» Task requirements
A. Answer these from the comment on Anonymous:
(i) Which two twitter accounts are Topiary and Sabu said to be involved in?
(ii) Which group launched the raid on the Epilepsy Foundation?
(iii) Which three companies were DDoSed, according to the comment?
B. Render this sentence from the comment on Anonymous in Spanish: "His rant displayed an outsider's understanding of how Anon works."

Anonymous is not Topiary and Samu, and they are not its leaders. They're just
by far the most active members as far as hacking is concerned, and they own
the twitter accounts that, thanks to said hacking, are the most followed. Had
this guy, whose name I don't recognize, simply said, "the actions of Topiary
and Sabu are casting us in a bad light and I don't want to be associated with
them", that'd be fine. Instead, he seems to think that the "leaders" of
Anonymous are selling out the masses and taking Anonymous in a bad direction.
Topiary and Sabu are only involved in AnonOPs, the @AnonymousIRC and
@AnonymousSabu twitter accounts, and Lulz/AntiSec. There's a ton of other
Anonymous forums and operations that have nothing to do with those activities.

His rant displayed an outsider's understanding of how Anon works. Even back in
the trolling days, there were Anonymous factions on all of the various /i/
boards operating mostly independently, as well as the WhyWeProtest crowd
continuing with their chanology stuff. 420chan launched the raid on the
Epilepsy Foundation [1] while the Scientology stuff was going on. There was
much wringing of hands and kvetching about how "this makes us look bad", etc,
but the fact is they are two distinct groups. Similarly, there isn't a whole
lot of overlap between the AntiSec guys and those who DDoSed PayPal, Visa, and
MasterCard, or prepared aid packages for Tunisians. The claims that this guy
made don't reflect an understanding of that reality.

[1] <http://encyclopediadramatica.ch/Epilepsy_Foundation>

» Rows
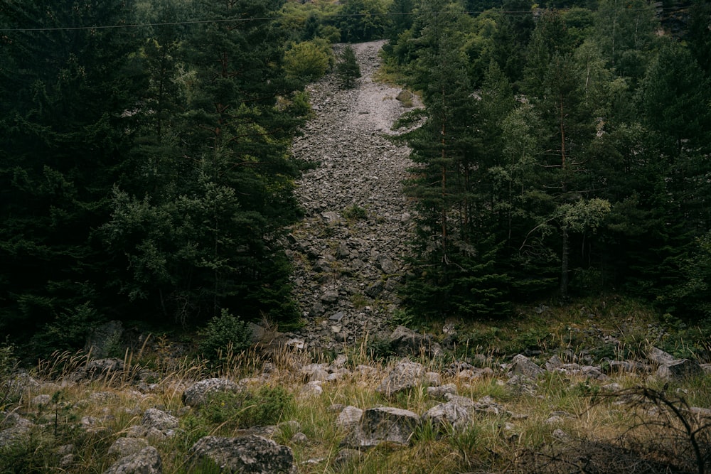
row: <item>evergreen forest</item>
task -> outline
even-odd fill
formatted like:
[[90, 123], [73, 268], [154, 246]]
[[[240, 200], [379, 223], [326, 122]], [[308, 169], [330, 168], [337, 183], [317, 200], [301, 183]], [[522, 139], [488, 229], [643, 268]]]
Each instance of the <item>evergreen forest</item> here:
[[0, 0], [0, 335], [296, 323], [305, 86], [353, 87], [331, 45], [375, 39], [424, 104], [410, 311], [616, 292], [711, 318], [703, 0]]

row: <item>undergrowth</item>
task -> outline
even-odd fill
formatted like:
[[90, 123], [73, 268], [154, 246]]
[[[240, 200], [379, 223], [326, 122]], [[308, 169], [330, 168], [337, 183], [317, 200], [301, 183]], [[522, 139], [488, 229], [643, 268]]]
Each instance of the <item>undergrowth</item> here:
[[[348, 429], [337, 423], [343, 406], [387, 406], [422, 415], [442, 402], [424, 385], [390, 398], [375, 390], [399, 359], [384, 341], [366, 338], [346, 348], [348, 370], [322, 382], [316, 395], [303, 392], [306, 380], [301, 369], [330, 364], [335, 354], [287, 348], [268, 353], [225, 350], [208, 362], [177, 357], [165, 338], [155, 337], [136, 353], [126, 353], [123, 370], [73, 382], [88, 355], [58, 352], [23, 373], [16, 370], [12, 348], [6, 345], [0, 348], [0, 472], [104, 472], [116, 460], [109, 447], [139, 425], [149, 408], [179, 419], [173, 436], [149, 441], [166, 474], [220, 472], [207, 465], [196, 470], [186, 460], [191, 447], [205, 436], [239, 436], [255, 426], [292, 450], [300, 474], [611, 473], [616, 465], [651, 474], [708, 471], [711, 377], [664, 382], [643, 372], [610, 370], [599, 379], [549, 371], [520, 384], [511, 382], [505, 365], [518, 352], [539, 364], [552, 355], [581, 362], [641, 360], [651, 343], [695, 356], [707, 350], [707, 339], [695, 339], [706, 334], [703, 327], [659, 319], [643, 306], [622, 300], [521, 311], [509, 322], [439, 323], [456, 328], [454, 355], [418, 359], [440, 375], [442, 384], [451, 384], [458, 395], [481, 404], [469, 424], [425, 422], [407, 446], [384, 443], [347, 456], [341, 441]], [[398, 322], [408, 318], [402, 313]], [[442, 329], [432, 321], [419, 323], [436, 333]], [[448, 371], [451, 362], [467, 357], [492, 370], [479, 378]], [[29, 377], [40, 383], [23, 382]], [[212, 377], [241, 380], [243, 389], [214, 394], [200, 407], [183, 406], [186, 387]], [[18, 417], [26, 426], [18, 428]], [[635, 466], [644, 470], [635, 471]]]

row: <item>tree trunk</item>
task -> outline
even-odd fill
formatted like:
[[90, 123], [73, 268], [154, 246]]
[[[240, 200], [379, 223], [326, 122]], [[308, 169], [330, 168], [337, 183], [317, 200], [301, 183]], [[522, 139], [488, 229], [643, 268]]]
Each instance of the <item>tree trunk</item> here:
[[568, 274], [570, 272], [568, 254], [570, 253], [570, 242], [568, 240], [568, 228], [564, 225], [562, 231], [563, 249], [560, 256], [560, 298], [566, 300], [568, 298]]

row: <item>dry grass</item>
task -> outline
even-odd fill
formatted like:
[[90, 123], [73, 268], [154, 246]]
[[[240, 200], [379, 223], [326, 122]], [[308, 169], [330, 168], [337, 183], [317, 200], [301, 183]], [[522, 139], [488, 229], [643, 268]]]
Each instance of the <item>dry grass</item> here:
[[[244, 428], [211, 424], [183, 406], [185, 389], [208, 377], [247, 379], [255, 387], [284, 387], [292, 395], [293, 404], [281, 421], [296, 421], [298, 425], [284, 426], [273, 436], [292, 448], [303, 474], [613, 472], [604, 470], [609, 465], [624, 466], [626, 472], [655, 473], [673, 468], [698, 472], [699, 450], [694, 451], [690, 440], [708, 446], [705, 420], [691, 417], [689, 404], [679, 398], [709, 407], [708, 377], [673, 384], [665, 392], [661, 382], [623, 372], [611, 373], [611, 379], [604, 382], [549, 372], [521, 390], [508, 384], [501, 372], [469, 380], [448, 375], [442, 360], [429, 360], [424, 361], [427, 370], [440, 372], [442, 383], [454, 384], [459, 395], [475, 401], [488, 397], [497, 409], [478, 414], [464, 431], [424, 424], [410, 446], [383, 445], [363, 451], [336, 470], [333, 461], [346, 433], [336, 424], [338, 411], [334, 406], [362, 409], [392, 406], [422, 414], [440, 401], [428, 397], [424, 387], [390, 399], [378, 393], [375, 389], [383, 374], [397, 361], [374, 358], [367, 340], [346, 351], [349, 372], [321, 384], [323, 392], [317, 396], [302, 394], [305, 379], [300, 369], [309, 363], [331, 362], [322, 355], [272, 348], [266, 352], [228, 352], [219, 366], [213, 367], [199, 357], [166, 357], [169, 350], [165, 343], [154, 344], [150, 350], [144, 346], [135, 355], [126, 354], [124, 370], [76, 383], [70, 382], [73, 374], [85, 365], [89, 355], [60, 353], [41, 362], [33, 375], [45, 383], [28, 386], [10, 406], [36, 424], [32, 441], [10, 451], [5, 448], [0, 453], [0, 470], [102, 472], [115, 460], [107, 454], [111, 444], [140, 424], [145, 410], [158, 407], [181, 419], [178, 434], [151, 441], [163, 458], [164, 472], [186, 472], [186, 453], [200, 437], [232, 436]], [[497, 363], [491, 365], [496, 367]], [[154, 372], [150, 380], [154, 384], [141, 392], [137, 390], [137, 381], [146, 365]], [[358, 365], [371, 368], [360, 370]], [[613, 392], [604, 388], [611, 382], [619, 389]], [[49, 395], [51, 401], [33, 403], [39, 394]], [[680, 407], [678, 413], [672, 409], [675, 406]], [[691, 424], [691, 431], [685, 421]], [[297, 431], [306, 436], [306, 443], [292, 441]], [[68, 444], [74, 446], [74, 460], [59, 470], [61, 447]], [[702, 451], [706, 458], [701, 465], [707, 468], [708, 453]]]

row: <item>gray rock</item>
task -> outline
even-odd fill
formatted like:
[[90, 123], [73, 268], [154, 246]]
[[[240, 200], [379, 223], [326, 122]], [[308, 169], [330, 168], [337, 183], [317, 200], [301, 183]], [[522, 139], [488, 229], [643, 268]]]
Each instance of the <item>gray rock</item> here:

» Solutions below
A.
(i) @AnonymousIRC and @AnonymousSabu
(ii) 420chan
(iii) PayPal, Visa, and MasterCard

B. Su diatriba mostraba la comprensión que tiene un extraño de cómo funciona Anon.